- _PROBLEM TO SOLVE_:
Give every line of the records below as a numbered list, skipping any blank lines.

--- begin STORED ROWS ---

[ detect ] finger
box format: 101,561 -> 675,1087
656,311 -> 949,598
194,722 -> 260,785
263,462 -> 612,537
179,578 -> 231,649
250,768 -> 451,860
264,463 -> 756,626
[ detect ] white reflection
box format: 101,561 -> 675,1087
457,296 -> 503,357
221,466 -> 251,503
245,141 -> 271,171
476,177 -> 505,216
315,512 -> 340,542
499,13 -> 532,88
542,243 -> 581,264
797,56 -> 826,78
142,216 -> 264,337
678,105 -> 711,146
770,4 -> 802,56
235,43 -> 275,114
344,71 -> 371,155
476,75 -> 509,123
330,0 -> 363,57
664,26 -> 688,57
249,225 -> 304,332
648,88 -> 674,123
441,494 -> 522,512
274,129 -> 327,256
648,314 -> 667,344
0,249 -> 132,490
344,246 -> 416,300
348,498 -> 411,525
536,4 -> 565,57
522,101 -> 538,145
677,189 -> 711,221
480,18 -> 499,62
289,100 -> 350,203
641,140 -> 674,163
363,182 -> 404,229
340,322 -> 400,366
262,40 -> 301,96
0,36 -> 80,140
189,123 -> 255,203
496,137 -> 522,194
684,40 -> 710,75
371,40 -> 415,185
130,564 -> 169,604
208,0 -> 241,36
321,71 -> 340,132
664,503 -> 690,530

--- end STORED ROWS ---

- _THE RESULT_:
1. [ detect ] finger
2. box format: 101,561 -> 675,1087
3. 656,311 -> 949,598
4. 194,722 -> 260,785
5. 263,462 -> 612,537
6. 179,578 -> 231,649
7. 250,768 -> 451,860
8. 264,463 -> 756,626
9. [ detect ] white reflection
10. box format: 101,561 -> 675,1087
11. 457,296 -> 503,357
12. 221,466 -> 251,503
13. 245,141 -> 271,171
14. 476,177 -> 505,216
15. 315,512 -> 340,542
16. 499,13 -> 532,88
17. 542,243 -> 581,264
18. 797,56 -> 826,78
19. 142,216 -> 264,337
20. 678,105 -> 711,146
21. 770,4 -> 802,56
22. 235,43 -> 275,114
23. 344,71 -> 371,155
24. 476,75 -> 509,123
25. 330,0 -> 363,57
26. 664,26 -> 688,57
27. 249,225 -> 304,332
28. 648,88 -> 674,123
29. 441,494 -> 522,512
30. 274,129 -> 327,256
31. 648,314 -> 667,344
32. 0,249 -> 132,490
33. 344,246 -> 416,300
34. 348,498 -> 411,525
35. 536,4 -> 565,57
36. 522,101 -> 538,145
37. 677,189 -> 711,221
38. 480,18 -> 499,62
39. 289,100 -> 350,203
40. 641,140 -> 674,163
41. 363,182 -> 404,229
42. 340,322 -> 400,366
43. 262,40 -> 301,96
44. 0,36 -> 80,140
45. 189,123 -> 255,203
46. 496,137 -> 522,194
47. 684,40 -> 710,75
48. 371,40 -> 415,185
49. 130,564 -> 169,604
50. 208,0 -> 241,36
51. 321,71 -> 340,132
52. 664,503 -> 690,530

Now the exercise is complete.